### Source
-----

Torsion du bras – le groupe fondamental de SO(3)
Dernièrement nous avons parlé de groupes cycliques et du groupe de rotation SO(3). Aujourd’hui nous allons revisiter ces deux notions pour explorer une jolie propriété en mathématiques.
Voici une petite vidéo où je tourne mon bol de café au lait. Plus précisément je lui fais deux tours complets. On remarquera qu’après le premier tour mon bras est tourdu, mais après le deuxième tour mon bras revient à sa comfortable position du début.
MathOMan tord son bras… et le remet à sa place!
Explication (par handwaving en prose)
- Choisissons deux antipodes P et Q sur la sphère et notons g le chemin qui va de P à Q en ligne droite. Or g est un lacet dans SO(3) à cause de l’identification des antipodes. Plus précisément, il s’agit des rotations atour de l’axe fixe (PQ) commençant avec l’angle -180° et finissant avec l’angle 180°. Ce lacet g représente donc précisément un tour de la tasse de café.
- Soit h un demi-cercle sur la sphère, allant de P à Q. Il est clair qu’on peut déformer g continûment en h. En termes d’homotopie on a alors g=h.
- Considérons le demi-cercle h’ allant de Q à P qui complète h en un cercle entier. Maintenant vient le point crucial: le cercle entier h+h’ est homotope au lacet constant, car on peut le « rétrécir en un point ».
- D’autre part il est clair que, par identification des antipodes, h et h’ sont deux lacets identiques dans SO(3). Nous obtenons ainsi 2g=2h=h+h’=0 dans le groupe fondamentale de SO(3).

-----

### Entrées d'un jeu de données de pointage
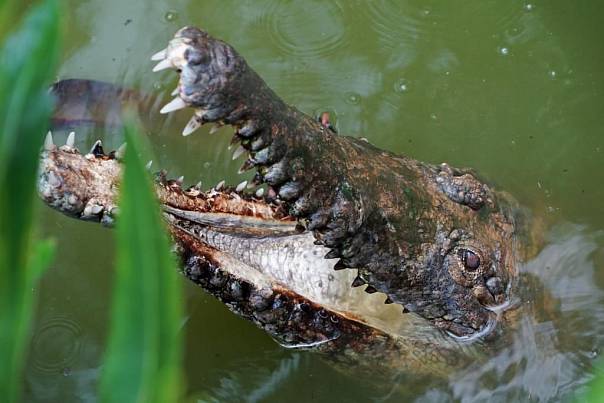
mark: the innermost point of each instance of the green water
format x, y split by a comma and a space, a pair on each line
511, 88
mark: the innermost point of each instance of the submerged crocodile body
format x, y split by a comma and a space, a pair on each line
346, 249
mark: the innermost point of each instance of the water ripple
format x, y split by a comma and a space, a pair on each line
56, 345
306, 30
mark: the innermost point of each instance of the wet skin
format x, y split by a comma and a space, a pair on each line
433, 247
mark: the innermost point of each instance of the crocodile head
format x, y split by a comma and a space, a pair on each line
349, 246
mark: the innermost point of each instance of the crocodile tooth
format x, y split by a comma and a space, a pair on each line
161, 55
290, 191
332, 254
70, 140
339, 265
240, 150
262, 156
358, 282
215, 128
174, 105
370, 289
120, 152
164, 64
241, 186
234, 140
193, 125
96, 209
247, 165
48, 143
97, 149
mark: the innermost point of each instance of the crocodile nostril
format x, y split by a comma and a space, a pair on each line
195, 57
470, 260
494, 285
483, 295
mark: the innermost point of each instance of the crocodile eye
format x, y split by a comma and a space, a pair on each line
470, 260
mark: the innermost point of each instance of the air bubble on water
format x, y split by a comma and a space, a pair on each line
171, 16
353, 98
401, 86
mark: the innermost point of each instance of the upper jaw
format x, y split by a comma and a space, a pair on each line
213, 79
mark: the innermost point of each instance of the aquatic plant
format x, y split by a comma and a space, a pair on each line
144, 353
26, 106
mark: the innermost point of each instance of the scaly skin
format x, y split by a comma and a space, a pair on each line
437, 241
404, 224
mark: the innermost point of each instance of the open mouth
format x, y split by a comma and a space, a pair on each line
343, 245
242, 247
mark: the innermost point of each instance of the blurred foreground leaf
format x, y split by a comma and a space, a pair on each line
144, 353
27, 62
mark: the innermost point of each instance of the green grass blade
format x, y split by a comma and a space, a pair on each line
144, 353
27, 62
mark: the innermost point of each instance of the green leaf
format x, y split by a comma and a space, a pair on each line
143, 361
27, 62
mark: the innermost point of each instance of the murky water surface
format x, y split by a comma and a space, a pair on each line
513, 89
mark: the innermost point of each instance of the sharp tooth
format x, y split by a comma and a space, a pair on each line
238, 152
215, 128
164, 64
97, 149
193, 125
48, 143
241, 186
161, 55
70, 140
96, 209
174, 105
120, 152
246, 166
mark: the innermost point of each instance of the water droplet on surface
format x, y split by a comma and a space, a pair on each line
171, 16
401, 86
353, 98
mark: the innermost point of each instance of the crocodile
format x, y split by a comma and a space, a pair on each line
371, 258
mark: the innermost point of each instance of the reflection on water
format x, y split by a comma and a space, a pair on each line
512, 89
560, 330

-----

### Travail demandé
Recopiez le passage de l'article consacré au groupe fondamental de SO(3) qui va de « Torsion du bras » à « position du début. », ces deux extrémités comprises. Appuyez-vous uniquement sur l'article consacré au groupe fondamental de SO(3).

### Corrigé
Torsion du bras – le groupe fondamental de SO(3)
Dernièrement nous avons parlé de groupes cycliques et du groupe de rotation SO(3). Aujourd’hui nous allons revisiter ces deux notions pour explorer une jolie propriété en mathématiques.
Voici une petite vidéo où je tourne mon bol de café au lait. Plus précisément je lui fais deux tours complets. On remarquera qu’après le premier tour mon bras est tourdu, mais après le deuxième tour mon bras revient à sa comfortable position du début.